- _DOCUMENT SEGMENT_:
Valedictory ceremony for Deemster Montgomerie

News Publication Date: 30 December 2019

Address of Deemster Corlett on the occasion of Deemster Montgomerie’s valedictory – 16th December 2019

Your Excellency, Mr President, Chief Minister, Your Honours, Your Worships, Mr Attorney, ladies and gentlemen.

Occasions of this nature provoke mixed emotions. On the one hand it is my genuine pleasure to pay tribute to Deemster Montgomerie on his retirement as a full time judge, yet on the other I am saddened at having to mark this event.

This is Deemster Montgomerie’s last day, yet he has kept sentencing to the bitter end, having dealt with several cases this very morning at a very busy pleas court! I understand there has been a busy pre-Christmas rush by some offenders so that they can say farewell to Deemster Montgomerie in person.  He has even received letters from Jurby Prison wishing him a happy retirement!

Let me then begin by outlining Deemster Montgomerie’s career.

Alastair Aitken Montgomerie was born on 17th December 1952.  He attended Tonstall Preparatory School, Sunderland and then, Fettes College, Edinburgh in company with one Tony Blair (I wonder what happened to him?).

- _GIVEN RECORDS_:
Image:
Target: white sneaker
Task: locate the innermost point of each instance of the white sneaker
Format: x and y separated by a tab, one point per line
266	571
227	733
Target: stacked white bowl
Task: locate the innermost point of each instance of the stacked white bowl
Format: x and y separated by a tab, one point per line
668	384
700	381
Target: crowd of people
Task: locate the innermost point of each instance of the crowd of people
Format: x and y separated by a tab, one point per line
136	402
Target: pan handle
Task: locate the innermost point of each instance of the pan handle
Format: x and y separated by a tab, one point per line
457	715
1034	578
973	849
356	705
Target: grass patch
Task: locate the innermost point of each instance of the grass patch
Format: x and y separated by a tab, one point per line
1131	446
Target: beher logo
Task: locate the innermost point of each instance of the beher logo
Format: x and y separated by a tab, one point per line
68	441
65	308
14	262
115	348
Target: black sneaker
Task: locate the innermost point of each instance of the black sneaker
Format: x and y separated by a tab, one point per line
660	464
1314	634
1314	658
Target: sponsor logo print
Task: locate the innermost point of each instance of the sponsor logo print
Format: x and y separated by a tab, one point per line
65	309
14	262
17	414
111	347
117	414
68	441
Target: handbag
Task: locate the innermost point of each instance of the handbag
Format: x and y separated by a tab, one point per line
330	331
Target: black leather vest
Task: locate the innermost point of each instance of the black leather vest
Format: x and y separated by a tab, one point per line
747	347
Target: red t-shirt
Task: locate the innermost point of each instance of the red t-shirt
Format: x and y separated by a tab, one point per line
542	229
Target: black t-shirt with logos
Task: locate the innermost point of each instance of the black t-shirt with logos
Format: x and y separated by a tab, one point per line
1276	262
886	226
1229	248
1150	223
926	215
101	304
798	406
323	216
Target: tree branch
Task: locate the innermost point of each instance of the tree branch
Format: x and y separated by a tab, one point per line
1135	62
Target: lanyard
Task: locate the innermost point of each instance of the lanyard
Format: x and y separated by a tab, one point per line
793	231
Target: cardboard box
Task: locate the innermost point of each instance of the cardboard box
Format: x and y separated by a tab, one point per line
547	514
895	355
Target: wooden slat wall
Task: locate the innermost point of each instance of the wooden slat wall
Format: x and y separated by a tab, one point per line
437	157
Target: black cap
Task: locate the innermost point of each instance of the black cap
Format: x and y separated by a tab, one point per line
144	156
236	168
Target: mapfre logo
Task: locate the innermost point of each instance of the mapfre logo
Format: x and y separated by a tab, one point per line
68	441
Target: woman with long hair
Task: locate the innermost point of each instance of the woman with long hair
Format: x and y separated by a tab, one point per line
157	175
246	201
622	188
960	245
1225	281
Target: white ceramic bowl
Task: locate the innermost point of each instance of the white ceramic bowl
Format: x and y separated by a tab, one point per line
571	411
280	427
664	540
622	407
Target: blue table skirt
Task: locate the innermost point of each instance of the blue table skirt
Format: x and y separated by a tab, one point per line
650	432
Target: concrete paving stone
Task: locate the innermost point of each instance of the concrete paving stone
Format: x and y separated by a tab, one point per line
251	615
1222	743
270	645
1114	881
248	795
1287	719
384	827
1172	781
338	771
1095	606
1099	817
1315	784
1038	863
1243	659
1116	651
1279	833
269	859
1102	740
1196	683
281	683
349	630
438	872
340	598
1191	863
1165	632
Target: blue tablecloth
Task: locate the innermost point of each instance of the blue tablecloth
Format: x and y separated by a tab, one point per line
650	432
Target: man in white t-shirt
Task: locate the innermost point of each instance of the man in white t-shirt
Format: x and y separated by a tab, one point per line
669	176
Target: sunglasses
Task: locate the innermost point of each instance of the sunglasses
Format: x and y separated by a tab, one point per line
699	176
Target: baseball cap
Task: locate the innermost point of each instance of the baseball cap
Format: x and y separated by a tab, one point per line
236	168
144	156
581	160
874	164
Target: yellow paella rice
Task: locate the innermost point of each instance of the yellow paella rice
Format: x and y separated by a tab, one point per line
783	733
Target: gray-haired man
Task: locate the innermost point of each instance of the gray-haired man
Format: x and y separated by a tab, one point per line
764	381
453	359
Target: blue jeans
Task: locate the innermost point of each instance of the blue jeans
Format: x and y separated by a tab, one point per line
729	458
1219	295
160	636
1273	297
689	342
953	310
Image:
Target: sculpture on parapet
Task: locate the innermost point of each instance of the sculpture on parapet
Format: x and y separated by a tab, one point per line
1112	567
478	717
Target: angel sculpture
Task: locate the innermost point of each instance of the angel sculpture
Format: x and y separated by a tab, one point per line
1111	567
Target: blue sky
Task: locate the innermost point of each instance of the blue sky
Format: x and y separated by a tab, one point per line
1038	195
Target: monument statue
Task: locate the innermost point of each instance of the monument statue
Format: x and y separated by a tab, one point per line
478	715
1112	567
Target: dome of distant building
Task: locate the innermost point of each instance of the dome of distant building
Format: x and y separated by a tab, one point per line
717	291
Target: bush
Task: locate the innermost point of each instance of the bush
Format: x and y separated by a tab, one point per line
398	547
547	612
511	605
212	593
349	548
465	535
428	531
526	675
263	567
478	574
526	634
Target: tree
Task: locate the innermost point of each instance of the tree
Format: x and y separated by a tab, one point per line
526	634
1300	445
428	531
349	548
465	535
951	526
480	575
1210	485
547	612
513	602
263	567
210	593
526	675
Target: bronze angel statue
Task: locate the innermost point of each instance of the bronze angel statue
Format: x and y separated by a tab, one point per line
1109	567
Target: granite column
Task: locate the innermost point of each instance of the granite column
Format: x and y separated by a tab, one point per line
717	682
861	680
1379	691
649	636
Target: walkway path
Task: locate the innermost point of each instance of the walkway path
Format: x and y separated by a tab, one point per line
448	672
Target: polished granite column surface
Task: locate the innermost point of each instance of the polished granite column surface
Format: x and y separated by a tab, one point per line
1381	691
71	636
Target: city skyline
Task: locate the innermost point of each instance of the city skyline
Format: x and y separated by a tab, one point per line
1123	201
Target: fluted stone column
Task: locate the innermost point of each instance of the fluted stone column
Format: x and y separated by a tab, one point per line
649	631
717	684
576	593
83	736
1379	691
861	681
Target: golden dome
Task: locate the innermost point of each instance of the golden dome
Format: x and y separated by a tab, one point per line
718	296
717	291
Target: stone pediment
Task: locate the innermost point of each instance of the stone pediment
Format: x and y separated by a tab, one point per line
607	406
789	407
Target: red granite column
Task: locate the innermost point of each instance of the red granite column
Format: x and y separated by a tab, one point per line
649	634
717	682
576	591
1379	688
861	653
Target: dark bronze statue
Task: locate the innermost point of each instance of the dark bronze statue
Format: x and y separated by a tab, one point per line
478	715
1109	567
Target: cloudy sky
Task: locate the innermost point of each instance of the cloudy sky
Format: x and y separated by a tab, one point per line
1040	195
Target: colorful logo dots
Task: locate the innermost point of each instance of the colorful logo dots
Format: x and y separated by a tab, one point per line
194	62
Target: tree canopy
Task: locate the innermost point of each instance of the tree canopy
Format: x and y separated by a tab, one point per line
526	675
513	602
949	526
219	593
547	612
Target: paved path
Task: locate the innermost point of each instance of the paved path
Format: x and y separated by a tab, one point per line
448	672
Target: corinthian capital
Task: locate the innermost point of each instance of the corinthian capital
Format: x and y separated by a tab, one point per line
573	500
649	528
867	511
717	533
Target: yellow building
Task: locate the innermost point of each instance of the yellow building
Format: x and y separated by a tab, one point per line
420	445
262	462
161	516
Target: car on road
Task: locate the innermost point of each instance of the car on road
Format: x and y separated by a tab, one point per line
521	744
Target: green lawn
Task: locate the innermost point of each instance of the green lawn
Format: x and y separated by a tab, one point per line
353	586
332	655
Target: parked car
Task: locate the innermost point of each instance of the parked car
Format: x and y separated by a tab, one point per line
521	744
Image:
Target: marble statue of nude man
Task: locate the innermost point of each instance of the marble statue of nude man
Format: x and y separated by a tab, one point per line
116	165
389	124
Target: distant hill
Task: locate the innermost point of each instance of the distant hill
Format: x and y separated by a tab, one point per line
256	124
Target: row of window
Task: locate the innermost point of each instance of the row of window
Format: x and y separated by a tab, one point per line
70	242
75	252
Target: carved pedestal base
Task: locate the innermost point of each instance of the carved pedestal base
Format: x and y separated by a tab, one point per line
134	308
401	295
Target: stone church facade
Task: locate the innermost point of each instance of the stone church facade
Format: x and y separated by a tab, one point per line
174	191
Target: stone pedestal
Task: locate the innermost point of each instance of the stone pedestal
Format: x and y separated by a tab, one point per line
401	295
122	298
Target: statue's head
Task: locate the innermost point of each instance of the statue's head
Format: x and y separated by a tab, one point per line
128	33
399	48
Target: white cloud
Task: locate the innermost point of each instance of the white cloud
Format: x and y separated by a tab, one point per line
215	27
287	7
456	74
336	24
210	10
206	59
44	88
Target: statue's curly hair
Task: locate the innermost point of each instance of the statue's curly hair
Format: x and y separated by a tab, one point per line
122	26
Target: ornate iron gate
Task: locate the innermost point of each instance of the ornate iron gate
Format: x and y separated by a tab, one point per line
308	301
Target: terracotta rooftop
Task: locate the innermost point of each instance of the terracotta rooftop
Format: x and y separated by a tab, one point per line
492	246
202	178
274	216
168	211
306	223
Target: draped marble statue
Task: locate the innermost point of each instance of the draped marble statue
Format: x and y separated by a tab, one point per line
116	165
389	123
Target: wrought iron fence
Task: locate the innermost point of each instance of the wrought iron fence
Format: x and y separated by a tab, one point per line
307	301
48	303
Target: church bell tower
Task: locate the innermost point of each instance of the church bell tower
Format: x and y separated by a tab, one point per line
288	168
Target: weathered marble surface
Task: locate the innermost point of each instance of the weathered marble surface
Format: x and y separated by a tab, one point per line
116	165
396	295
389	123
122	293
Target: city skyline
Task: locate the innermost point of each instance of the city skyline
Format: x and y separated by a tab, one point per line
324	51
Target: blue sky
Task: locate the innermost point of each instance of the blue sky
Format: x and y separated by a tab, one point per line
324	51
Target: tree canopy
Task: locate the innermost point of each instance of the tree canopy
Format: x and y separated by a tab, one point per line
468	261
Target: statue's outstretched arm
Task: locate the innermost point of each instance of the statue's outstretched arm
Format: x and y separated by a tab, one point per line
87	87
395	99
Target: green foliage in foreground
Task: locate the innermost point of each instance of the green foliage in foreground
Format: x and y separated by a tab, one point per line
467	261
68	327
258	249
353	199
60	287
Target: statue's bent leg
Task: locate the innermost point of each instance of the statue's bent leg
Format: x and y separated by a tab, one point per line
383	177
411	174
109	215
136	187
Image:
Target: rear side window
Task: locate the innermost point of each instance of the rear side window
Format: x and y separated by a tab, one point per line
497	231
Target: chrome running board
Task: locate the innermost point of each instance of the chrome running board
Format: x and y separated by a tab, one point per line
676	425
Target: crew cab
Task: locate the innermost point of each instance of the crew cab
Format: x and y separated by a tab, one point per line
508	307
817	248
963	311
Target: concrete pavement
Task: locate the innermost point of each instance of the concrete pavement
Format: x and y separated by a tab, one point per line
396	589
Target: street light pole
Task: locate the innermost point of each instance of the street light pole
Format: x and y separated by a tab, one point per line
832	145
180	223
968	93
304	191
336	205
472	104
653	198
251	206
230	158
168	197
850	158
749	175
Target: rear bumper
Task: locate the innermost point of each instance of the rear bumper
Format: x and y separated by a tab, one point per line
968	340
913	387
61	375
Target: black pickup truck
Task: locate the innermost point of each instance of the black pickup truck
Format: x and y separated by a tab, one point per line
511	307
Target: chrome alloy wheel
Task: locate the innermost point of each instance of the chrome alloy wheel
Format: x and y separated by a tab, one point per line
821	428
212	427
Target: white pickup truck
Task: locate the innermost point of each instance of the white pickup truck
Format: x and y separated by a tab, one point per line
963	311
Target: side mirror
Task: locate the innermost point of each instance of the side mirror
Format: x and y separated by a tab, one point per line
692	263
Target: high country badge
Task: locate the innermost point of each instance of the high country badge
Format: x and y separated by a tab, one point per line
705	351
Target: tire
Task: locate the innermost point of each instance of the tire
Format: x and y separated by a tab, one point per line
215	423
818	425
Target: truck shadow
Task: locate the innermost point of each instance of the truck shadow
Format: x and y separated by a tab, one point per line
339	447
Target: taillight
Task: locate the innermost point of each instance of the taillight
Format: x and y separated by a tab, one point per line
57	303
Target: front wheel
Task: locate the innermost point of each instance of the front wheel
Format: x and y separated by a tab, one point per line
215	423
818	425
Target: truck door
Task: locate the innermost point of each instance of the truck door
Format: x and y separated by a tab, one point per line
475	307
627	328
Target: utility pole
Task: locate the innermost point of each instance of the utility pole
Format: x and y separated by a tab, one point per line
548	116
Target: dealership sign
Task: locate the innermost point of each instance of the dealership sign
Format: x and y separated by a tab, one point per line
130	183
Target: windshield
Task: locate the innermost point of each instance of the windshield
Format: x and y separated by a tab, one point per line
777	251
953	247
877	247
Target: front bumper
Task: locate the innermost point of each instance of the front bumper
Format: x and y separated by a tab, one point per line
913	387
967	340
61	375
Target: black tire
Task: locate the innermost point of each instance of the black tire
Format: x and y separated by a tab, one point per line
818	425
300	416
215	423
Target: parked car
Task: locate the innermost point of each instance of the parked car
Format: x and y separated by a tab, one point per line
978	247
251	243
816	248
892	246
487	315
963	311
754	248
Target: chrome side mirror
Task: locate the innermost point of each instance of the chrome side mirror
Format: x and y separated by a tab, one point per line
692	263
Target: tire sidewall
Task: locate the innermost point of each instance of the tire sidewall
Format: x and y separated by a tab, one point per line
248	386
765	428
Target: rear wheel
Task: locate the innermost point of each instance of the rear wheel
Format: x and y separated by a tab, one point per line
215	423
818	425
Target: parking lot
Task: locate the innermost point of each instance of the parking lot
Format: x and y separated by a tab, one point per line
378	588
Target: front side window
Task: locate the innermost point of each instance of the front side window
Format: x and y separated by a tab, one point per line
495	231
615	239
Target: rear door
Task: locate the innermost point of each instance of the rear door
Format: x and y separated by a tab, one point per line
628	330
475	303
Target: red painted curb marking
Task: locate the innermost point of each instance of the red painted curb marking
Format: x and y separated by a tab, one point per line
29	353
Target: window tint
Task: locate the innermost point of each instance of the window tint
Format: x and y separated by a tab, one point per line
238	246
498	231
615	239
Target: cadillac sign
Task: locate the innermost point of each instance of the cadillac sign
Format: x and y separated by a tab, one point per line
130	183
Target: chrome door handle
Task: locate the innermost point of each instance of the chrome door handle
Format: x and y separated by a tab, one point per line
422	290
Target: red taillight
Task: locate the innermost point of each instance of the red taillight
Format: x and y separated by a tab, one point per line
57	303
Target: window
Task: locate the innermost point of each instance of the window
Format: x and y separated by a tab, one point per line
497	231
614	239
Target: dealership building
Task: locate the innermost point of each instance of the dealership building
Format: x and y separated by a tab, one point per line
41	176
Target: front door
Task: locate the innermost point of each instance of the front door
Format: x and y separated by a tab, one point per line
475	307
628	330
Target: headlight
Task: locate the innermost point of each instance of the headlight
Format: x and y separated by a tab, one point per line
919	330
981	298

- _EXERCISES TO COMPLETE_:
(a) Reproduce the part of the valedictory address that starts at the words "Occasions of this" and stops after the words "Deemster Montgomerie’s career.".
(b) Pick out every line of the rows that contains the word "bush", and copy each of those lines in full.

- _THE SOLUTIONS_:
(a)
Occasions of this nature provoke mixed emotions. On the one hand it is my genuine pleasure to pay tribute to Deemster Montgomerie on his retirement as a full time judge, yet on the other I am saddened at having to mark this event.

This is Deemster Montgomerie’s last day, yet he has kept sentencing to the bitter end, having dealt with several cases this very morning at a very busy pleas court! I understand there has been a busy pre-Christmas rush by some offenders so that they can say farewell to Deemster Montgomerie in person.  He has even received letters from Jurby Prison wishing him a happy retirement!

Let me then begin by outlining Deemster Montgomerie’s career.

(b)
Target: bush
Task: locate the innermost point of each instance of the bush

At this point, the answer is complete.